PASSAGE FOR REVIEW.
——————

Because they look like natural teeth and function like natural teeth, it’s easy to think that they’re just like natural teeth. But they’re not, and, in at least one area, they may need different care from natural teeth.
A new study is showing that using an ultrasonic scaler on a dental implant might actually contribute to the inflammation associated with peri-implantitis, making the condition worse. This could lead to infection of the implant, loosening of the implant, and possibly failure of the implant.
Peri-Implantitis and Scaling
Peri-Implantitis is essentially gum disease around the dental implant. It’s caused by an infection of the gum tissue by oral bacteria. This infection is facilitated by the presence of tartar–hardened pieces of plaque that can shelter bacteria from brushing and the antibacterial effects of saliva.
So it’s common to remove the tartar–also called dental calculus–as part of treatment for gum disease. This is also used in treatment of peri-implantitis for the same reason, but researchers show that this might not be wise, depending on the tools used.
One of the tools common in dental scaling is an ultrasonic scaler. This metal implement vibrates at ultrasonic frequencies to help break up the tartar. But researchers were concerned that the ultrasonic scaler could damage implants, and that tiny metal fragments could cause inflammation.
To test the theory, researchers used titanium discs to simulate dental implant. These titanium discs were either machined or given surface treatments (acid etching and/or sandblasting) to simulate surface treatments used on implants to help them bond to bone.
They then applied the ultrasonic scaler to the discs. This caused particles to be dislodged. More particles came off the discs that had been sandblasted than the other discs. To determine whether these particles could cause inflammation, they tried two different trials.

——————

ENTRIES SHOWN.
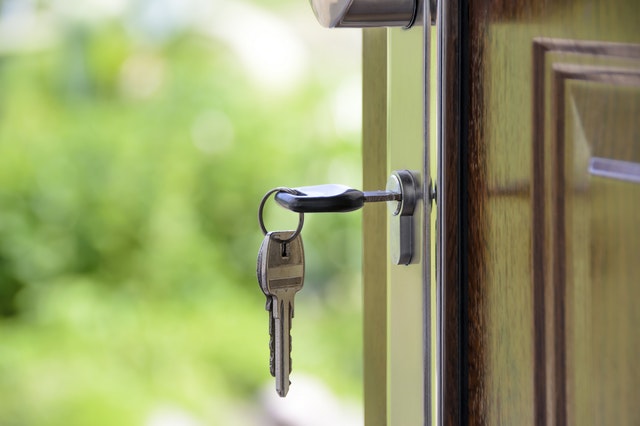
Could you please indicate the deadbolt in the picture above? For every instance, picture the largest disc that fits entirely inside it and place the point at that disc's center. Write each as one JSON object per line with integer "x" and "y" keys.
{"x": 367, "y": 13}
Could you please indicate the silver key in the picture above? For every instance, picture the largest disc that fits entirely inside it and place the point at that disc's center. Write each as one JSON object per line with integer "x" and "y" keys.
{"x": 261, "y": 258}
{"x": 281, "y": 275}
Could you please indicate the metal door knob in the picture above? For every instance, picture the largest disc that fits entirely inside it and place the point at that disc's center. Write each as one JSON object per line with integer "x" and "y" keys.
{"x": 367, "y": 13}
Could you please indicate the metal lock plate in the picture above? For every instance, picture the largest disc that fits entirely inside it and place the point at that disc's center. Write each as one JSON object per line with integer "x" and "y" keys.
{"x": 402, "y": 226}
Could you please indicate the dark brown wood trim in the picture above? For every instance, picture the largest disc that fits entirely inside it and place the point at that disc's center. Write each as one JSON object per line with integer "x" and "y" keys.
{"x": 448, "y": 251}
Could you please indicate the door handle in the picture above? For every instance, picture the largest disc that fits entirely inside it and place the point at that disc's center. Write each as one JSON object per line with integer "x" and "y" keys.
{"x": 370, "y": 13}
{"x": 402, "y": 194}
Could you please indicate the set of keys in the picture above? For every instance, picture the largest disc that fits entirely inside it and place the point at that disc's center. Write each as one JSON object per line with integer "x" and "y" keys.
{"x": 281, "y": 263}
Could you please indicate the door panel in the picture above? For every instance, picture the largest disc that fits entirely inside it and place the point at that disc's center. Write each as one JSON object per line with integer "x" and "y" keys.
{"x": 539, "y": 202}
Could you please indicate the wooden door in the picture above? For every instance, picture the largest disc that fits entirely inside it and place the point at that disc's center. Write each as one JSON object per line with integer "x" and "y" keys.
{"x": 539, "y": 211}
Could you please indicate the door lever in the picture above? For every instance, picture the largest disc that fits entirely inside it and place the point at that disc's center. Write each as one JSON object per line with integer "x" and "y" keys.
{"x": 402, "y": 195}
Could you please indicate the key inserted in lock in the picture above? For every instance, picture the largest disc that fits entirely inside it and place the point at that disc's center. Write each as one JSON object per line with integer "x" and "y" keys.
{"x": 402, "y": 194}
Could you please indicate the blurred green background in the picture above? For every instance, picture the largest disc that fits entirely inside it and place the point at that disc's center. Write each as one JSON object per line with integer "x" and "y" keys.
{"x": 136, "y": 141}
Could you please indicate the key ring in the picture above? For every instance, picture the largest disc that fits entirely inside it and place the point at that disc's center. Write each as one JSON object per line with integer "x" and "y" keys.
{"x": 260, "y": 210}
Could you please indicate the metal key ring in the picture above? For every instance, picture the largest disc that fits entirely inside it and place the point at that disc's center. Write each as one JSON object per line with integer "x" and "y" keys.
{"x": 261, "y": 208}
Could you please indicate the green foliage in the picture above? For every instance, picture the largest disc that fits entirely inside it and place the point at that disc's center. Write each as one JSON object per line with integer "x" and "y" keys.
{"x": 129, "y": 182}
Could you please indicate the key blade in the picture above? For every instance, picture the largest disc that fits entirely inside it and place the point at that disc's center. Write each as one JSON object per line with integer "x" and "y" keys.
{"x": 283, "y": 345}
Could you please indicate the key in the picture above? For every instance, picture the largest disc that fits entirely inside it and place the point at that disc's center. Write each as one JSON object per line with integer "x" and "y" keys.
{"x": 281, "y": 275}
{"x": 268, "y": 304}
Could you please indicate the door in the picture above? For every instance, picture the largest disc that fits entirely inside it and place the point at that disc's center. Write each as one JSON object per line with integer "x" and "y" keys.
{"x": 397, "y": 314}
{"x": 538, "y": 205}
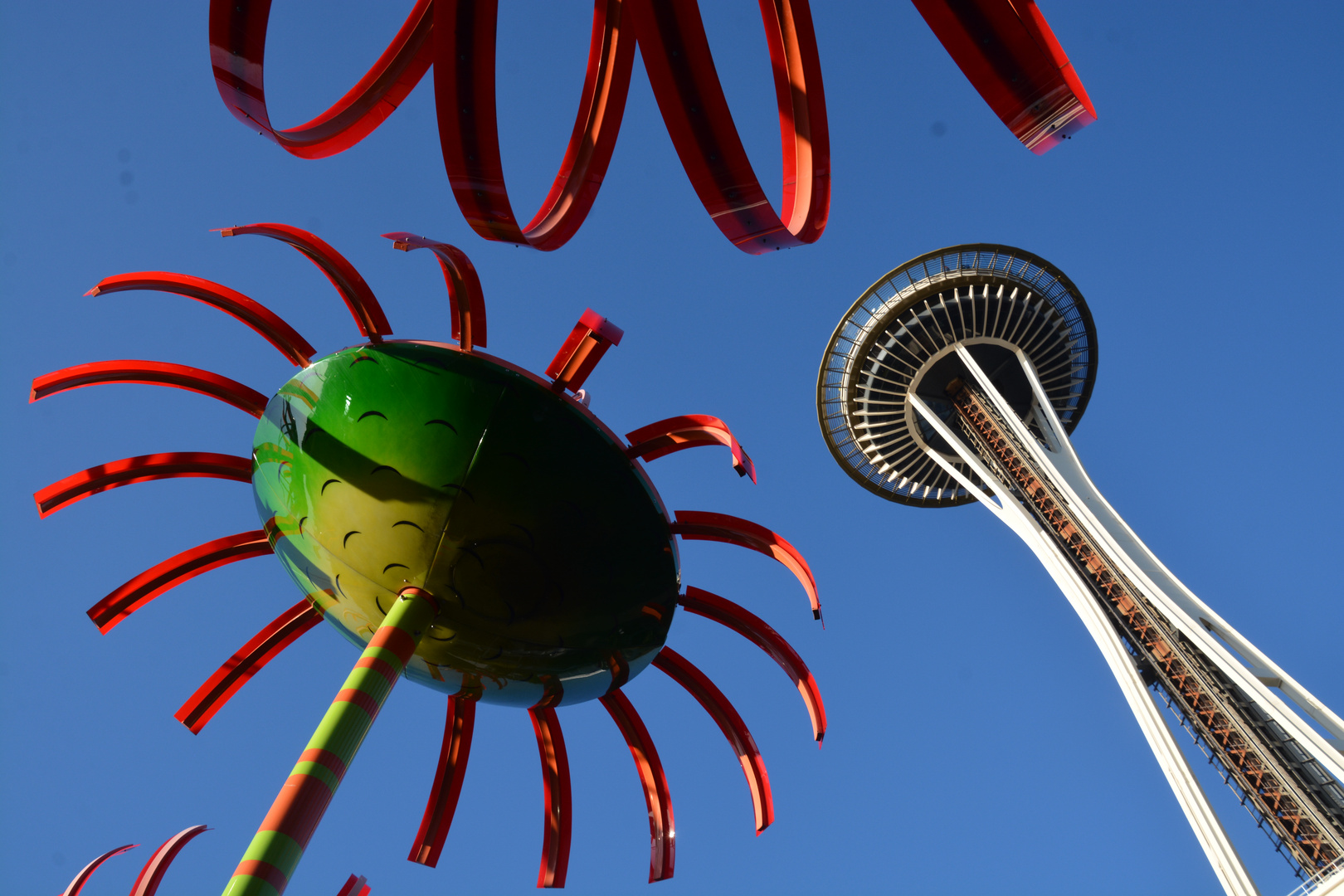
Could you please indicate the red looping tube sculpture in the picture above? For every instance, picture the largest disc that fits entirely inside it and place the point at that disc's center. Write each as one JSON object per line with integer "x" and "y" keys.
{"x": 236, "y": 51}
{"x": 460, "y": 35}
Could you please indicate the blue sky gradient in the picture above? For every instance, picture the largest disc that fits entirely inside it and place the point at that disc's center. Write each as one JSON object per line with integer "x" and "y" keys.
{"x": 977, "y": 740}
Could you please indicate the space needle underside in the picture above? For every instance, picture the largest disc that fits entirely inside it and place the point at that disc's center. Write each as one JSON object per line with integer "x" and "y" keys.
{"x": 958, "y": 377}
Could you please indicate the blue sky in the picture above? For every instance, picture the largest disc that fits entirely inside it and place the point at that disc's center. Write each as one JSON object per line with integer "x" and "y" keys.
{"x": 976, "y": 737}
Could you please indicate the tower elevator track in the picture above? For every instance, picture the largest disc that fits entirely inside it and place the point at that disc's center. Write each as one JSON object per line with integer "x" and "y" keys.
{"x": 1293, "y": 796}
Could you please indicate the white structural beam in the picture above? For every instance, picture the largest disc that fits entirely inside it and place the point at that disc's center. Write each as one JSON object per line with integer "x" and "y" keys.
{"x": 1209, "y": 829}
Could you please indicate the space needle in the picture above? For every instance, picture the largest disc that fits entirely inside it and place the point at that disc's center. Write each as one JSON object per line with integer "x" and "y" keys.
{"x": 958, "y": 377}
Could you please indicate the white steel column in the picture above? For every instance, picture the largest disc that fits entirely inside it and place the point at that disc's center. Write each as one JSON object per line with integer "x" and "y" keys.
{"x": 1083, "y": 500}
{"x": 1218, "y": 848}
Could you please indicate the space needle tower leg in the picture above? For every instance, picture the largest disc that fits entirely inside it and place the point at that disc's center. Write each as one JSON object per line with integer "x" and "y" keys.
{"x": 956, "y": 379}
{"x": 1149, "y": 626}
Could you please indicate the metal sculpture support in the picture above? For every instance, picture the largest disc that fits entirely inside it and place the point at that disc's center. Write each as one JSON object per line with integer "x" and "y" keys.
{"x": 1006, "y": 49}
{"x": 958, "y": 377}
{"x": 283, "y": 837}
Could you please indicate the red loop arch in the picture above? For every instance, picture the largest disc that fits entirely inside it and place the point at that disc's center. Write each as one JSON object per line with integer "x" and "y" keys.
{"x": 460, "y": 37}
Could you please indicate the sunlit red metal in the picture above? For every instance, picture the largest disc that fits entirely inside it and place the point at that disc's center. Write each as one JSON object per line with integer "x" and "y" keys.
{"x": 1008, "y": 52}
{"x": 582, "y": 349}
{"x": 1004, "y": 47}
{"x": 754, "y": 629}
{"x": 147, "y": 884}
{"x": 247, "y": 661}
{"x": 686, "y": 85}
{"x": 698, "y": 525}
{"x": 555, "y": 781}
{"x": 656, "y": 796}
{"x": 151, "y": 373}
{"x": 730, "y": 723}
{"x": 448, "y": 781}
{"x": 359, "y": 299}
{"x": 236, "y": 51}
{"x": 173, "y": 571}
{"x": 355, "y": 887}
{"x": 691, "y": 430}
{"x": 140, "y": 469}
{"x": 82, "y": 878}
{"x": 309, "y": 787}
{"x": 234, "y": 304}
{"x": 465, "y": 299}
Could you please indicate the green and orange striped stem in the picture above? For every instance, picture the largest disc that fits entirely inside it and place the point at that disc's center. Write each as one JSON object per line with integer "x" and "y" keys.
{"x": 275, "y": 852}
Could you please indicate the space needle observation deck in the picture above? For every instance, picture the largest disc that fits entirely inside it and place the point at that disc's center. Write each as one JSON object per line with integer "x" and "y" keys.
{"x": 958, "y": 377}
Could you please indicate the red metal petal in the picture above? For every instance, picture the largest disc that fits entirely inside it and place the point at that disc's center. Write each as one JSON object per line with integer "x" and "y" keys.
{"x": 448, "y": 781}
{"x": 355, "y": 887}
{"x": 140, "y": 469}
{"x": 173, "y": 571}
{"x": 464, "y": 84}
{"x": 661, "y": 829}
{"x": 465, "y": 299}
{"x": 236, "y": 52}
{"x": 582, "y": 349}
{"x": 247, "y": 661}
{"x": 82, "y": 878}
{"x": 555, "y": 779}
{"x": 691, "y": 430}
{"x": 698, "y": 525}
{"x": 151, "y": 373}
{"x": 359, "y": 299}
{"x": 730, "y": 723}
{"x": 754, "y": 629}
{"x": 251, "y": 312}
{"x": 153, "y": 871}
{"x": 1011, "y": 56}
{"x": 686, "y": 85}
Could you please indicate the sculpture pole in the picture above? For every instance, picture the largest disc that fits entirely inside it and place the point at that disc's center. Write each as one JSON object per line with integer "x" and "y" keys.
{"x": 275, "y": 852}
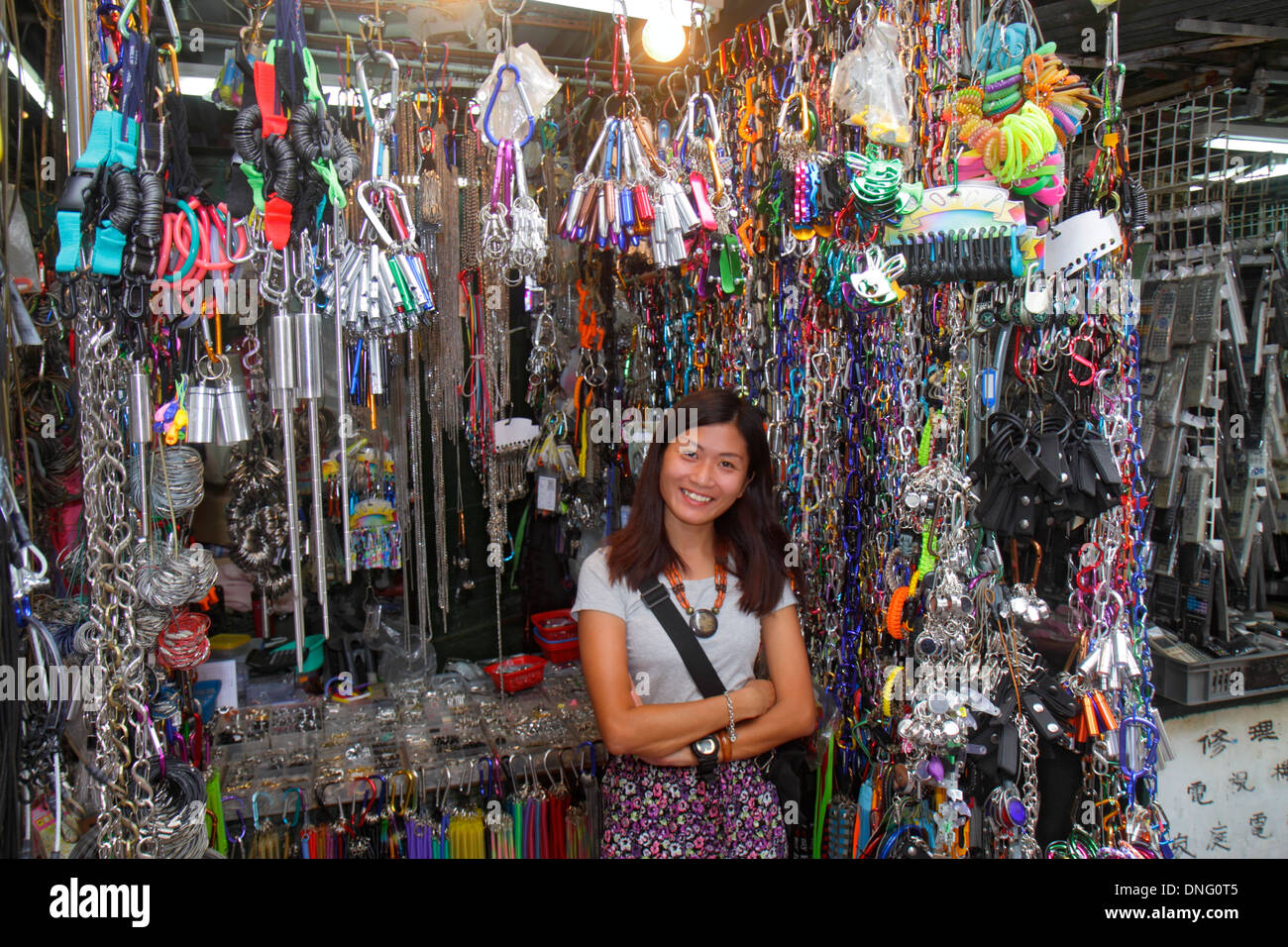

——————

GOAL OF THE EXERCISE.
In the article on dental implants and ultrasonic scaling, which discs had more particles come off when the ultrasonic scaler was applied?

SOLUTION TO THIS PROBLEM.
The discs that had been sandblasted.